[Text under study]:
^^^^^^^^^^^^^^^^
Published 01/13/2022, 05:30 PM
Updated 01/13/2022, 05:30 PM
© Reuters.

By Peter Nurse 

Investing.com - European stock markets weakened Thursday, with investors digesting the latest red-hot U.S. inflation release while festive trading statements placed the spotlight on the U.K. retail sector.

At 4 AM ET (0900 GMT), the DAX in Germany traded 0.2% lower, the CAC 40 in France dropped 0.6% and the U.K.’s FTSE 100 fell 0.2%.

Global markets are still studying the release of the December U.S. consumer price index, which posted the biggest annual increase since 1982. This release cemented expectations for repeated interest rate hikes in the coming 12 months, and followed Federal Reserve Chairman Jerome Powell pledging to curb inflation without derailing the economic recovery in his renomination testimony on Capitol Hill earlier this week.

Back in Europe, there are a number of ECB policy makers due to speak later Thursday, but this central bank is not seen as being close to raising interest rates due to the Eurozone's different labor market conditions and the greater fragility of recoveries in countries such as Italy.

In corporate news, the U.K. retail sector is in focus Thursday after a number of important players released trading statements that took in the important festive period. 

Marks & Spencer (OTC:MAKSY) stock fell 5% despite the British retailer nudging up its profit outlook after it reported a strong Christmas performance. The group is recovering after a decade of decline, and its stock has nearly doubled over the past year.
^^^^^^^^^^^^^^^^
[Check your understanding]:
[1] According to the market report, by how much did France's CAC 40 drop at 4 AM ET?
[2] Carry on the European markets report from its final sentence.

Stored data entries
^^^^^^^^^^^^^^^^
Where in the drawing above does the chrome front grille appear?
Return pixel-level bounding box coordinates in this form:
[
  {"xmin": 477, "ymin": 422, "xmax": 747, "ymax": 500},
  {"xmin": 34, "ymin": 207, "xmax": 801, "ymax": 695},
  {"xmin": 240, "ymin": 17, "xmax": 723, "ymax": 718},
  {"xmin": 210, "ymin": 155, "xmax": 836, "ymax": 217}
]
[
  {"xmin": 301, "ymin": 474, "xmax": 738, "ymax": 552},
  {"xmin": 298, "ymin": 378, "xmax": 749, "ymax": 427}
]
^^^^^^^^^^^^^^^^
[Answer list]:
[1] 0.6%

[2]
Tesco (OTC:TSCDY) stock fell 2.1%, but remained close to its highest level since 2014, despite the U.K.'s biggest supermarket raising its full-year profit forecast, claiming its highest market share in four years. 

On the flip side, ASOS (LON:ASOS) stock climbed 6.4% after the online fashion retailer was able to reiterate its - admittedly already downgraded - outlook despite supply chain problems hitting sales growth in the four months to the end of its year.

Elsewhere, Volkswagen (DE:VOWG_p) stock fell 1.7% after the German auto giant was forced to close two plants in the Chinese city of Tianjin due to recent Covid-19 outbreaks there. Toyota has already suspended production at its Tianjin plant. 

The coronavirus continues to affect life in Europe. Germany reported over 80,000 coronavirus cases on Wednesday, a new daily record, prompting Chancellor Olaf Scholz to suggest compulsory injections for all adults. Greece is set to extend some restrictions, Denmark is to offer a fourth vaccination to vulnerable citizens, while U.K. Prime Minister Boris Johnson is struggling to maintain his position after admitting that he broke his own restrictions, claiming that he didn't realize that a gathering of over 40 people with drinks and snacks in his garden was a party (the invitation sent to over 100 people by his private secretary had invited guests to bring their alcoholic drinks).

Oil prices stabilized after mixed data from the U.S. Energy Information Administration. Wednesday’s release showed a drawdown of 4.5 million barrels in crude inventories last week, much larger than expected, with stockpiles at their lowest since October 2018. However, gasoline stockpiles increased by a hefty 8 million barrels, suggesting fuel demand has taken a hit from Omicron.

By 4 AM ET, U.S. crude futures edged higher to $82.67 a barrel, while the Brent contract rose 0.1% to $84.76. Both contracts jumped well over 1% in the previous session.

Additionally, gold futures fell 0.4% to $1,819.40/oz, while EUR/USD traded 0.2% higher to 1.1465, a two-month high.